Reproduce word for word every line from the one that contains "Where can the road" through the end of the records below, both ends included.
--------------------------------------------------
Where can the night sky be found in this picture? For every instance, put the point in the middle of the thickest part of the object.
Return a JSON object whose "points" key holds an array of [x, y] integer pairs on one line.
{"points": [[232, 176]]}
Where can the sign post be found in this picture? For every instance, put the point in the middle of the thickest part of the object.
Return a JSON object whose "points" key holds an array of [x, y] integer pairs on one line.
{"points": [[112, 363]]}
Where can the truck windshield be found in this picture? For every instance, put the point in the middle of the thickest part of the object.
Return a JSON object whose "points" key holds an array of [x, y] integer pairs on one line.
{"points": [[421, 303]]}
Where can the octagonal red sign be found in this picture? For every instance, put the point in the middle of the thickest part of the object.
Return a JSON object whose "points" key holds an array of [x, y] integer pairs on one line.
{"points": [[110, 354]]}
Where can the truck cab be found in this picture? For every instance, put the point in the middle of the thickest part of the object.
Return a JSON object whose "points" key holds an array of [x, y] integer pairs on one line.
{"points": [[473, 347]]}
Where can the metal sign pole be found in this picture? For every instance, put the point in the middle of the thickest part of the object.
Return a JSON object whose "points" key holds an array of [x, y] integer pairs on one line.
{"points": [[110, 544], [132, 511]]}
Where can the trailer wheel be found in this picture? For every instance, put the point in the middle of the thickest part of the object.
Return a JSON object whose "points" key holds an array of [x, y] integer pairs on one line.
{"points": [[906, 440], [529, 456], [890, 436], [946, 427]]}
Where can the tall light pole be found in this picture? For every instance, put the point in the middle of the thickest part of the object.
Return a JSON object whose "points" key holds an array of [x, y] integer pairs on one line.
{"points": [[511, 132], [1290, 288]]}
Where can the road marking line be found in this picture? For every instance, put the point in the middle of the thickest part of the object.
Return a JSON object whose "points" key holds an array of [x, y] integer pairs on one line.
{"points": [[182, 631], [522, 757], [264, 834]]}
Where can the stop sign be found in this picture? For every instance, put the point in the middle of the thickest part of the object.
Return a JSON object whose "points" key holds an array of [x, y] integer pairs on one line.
--------------------------------------------------
TASK RESPONSE:
Where can the road marking line be found in this picture? For every instance, put the point in the middle of the thickest part of the object.
Return a JSON object whose "points" key holds an array of [x, y] integer pairs on one line.
{"points": [[182, 631], [522, 757], [264, 834]]}
Where can the stop sign be found in this picture? For every instance, put the point in the middle of the thickest part of the object.
Return a JSON object whose "points" key holds an array of [x, y] integer pairs on one line.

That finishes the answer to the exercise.